[What is being asked] Rewrite the data from the line with "cabinet? Mark that spot." through the end of the data, keeping the wording of every line unchanged, and shift each coordinate value up by 140.

[Supplied material]
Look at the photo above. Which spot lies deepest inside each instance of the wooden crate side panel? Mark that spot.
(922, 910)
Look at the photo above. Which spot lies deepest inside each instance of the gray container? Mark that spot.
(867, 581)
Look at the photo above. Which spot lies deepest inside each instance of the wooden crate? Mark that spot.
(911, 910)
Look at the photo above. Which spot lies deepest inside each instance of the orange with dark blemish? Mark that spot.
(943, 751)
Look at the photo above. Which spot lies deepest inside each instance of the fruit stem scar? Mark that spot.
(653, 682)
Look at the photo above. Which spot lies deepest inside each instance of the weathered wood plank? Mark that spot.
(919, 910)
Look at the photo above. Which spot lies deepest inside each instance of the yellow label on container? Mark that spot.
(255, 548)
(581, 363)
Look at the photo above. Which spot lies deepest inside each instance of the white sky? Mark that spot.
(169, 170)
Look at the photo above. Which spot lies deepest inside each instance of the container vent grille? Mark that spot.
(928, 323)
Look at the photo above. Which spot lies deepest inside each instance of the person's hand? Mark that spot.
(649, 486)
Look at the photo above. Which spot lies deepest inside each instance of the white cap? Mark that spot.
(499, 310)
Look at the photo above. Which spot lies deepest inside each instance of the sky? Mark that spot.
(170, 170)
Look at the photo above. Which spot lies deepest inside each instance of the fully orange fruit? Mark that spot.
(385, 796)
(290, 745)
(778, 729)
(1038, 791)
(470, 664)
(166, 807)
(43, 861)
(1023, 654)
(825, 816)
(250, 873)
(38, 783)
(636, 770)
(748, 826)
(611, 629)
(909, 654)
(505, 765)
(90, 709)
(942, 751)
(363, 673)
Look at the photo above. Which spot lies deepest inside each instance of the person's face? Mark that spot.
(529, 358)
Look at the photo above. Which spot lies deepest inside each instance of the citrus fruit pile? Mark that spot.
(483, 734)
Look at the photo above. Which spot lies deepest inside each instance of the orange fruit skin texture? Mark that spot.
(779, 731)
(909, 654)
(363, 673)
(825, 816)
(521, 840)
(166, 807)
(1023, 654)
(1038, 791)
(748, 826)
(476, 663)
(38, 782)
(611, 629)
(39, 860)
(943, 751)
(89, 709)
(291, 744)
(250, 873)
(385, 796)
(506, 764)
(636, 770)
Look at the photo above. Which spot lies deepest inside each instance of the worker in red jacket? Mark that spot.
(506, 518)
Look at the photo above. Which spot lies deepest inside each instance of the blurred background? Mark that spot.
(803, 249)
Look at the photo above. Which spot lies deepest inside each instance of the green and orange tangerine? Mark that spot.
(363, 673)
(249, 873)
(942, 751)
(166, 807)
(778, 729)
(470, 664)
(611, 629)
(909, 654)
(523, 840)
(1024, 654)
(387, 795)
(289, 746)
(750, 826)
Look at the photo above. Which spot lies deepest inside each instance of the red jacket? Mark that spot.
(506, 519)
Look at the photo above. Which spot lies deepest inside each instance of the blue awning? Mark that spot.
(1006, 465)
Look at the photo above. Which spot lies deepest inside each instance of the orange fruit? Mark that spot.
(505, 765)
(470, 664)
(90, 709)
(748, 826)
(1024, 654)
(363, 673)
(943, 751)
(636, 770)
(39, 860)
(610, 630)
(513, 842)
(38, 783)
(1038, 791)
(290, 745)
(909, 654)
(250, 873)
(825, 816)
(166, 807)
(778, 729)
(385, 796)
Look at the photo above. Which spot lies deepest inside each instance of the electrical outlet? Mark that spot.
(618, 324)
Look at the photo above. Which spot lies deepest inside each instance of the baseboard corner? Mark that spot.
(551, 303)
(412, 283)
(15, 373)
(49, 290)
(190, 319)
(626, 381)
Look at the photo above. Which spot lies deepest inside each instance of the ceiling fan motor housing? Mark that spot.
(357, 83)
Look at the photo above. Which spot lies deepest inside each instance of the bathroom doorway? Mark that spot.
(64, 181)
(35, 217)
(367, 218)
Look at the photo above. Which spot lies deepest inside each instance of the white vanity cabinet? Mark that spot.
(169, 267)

[Solution for this task]
Look at the photo above. Which spot lies deepest inside each instance of the white vanity cabinet? Mark that spot.
(309, 407)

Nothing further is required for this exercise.